======== DATASET

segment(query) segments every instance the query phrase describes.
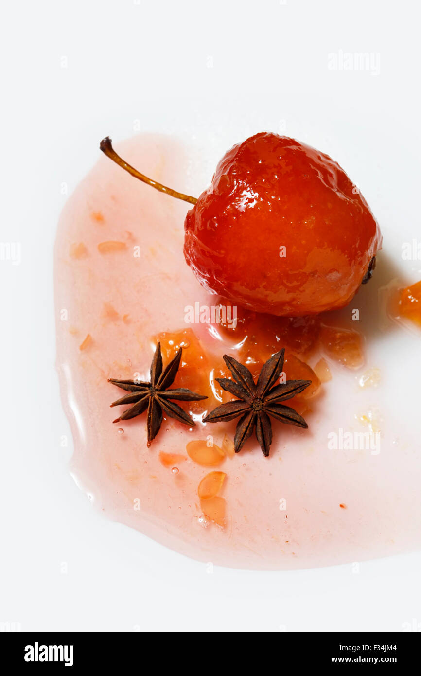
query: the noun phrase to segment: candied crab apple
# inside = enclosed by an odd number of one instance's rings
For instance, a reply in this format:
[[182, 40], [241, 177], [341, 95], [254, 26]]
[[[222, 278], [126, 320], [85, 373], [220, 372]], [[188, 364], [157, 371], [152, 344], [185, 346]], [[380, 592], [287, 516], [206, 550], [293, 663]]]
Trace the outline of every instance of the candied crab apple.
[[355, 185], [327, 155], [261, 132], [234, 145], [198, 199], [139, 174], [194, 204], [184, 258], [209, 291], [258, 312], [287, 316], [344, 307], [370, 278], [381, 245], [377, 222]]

================

▸ **GIVEN EXERCISE**: Quote the lines of every item above verbatim, omitting the pictures.

▸ **COMPLETE ANSWER**:
segment(query) segments every instance the query phrase describes.
query: the noun phrase to segment: candied crab apple
# inside = enclosed by an odd number of one instance's rings
For instance, a reply in this format:
[[182, 40], [241, 177], [341, 95], [254, 26]]
[[[222, 278], [126, 320], [85, 373], [220, 372]], [[188, 364], [157, 371], [152, 344], [185, 346]], [[380, 592], [287, 516], [206, 550], [293, 663]]]
Trace the outline of every instance of the candied crab apple.
[[355, 185], [327, 155], [261, 132], [234, 145], [198, 199], [139, 174], [194, 204], [184, 258], [209, 291], [258, 312], [287, 316], [344, 307], [370, 278], [381, 245], [377, 222]]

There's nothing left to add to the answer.